● Text shown:
"""

If 'startup' to you means 21 year olds drinking beer in a studio and living on
ramen noodles and pizza, then yeah, you're WAY too old (what are you even
doing READING this site?).

If 'startup' means a way of you controlling your destiny, making a difference
in your life and the lives of others, being creative, and following your
passions, then you're not too old.

------
jdp23
Not at all. I was 31 when I did my first startup, and I know people who have
been in their 40s and 50s. You're never too old.

------
roxstar
Speaking from a younger persons point of view: what about being 26 would make
you worse than say a 21 year old at starting a startup?

If you are supporting other people it may be quite a bit harder but if you are
basically only supporting yourself I would see age as an advantage as you have
more experience in dealing with problems and more solutions available.

Age to me seems like a silly thing to prevent you from starting a business it
is the other things in like that should be taken into consideration.

------
agnesberthelot
Never too old ... my partner is 38 and I am 46. Physical age is not that
important as long as you have the drive and desire in you.

------
Dramatize
Go listen to all the Mixergy.com interviews.

You'll see that people who create startups come in all ages and walks of life.

------
wolfrom
I find that my first two attempts at "startups" floundered (and eventually
foundered) due in large part because I was too "young" (i.e., immature). I
lacked confidence in what I was doing, and I always felt like I wasn't old
enough to bring in real customers.

We'll see if startup #3 does any better (having a strong cofounder has
certainly helped), but I think I can already say that there's no way our
early-20s selves would have gotten this far (the two of us just weren't ready
for it).

"""

● Task directions: Copy the forum thread from "Age to me seems" to "the Mixergy.com interviews.", swapping in "energy and ambition" wherever "drive and desire" appears.

● Records supplied:
"""

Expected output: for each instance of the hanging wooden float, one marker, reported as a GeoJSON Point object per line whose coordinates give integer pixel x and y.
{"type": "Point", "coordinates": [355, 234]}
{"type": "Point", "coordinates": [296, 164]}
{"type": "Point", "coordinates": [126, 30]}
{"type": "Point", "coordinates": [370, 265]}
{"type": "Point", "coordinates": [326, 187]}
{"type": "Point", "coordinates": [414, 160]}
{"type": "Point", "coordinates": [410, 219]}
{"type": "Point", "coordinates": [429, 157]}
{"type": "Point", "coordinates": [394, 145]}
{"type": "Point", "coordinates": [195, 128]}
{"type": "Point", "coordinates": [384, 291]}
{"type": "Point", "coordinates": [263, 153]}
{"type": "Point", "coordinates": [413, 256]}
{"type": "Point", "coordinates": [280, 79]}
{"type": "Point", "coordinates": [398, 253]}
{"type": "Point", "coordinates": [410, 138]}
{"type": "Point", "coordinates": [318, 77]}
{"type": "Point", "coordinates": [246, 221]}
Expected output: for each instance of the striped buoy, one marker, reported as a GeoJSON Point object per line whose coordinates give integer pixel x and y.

"""

● Response below:
Age to me seems like a silly thing to prevent you from starting a business it
is the other things in like that should be taken into consideration.

------
agnesberthelot
Never too old ... my partner is 38 and I am 46. Physical age is not that
important as long as you have the energy and ambition in you.

------
Dramatize
Go listen to all the Mixergy.com interviews.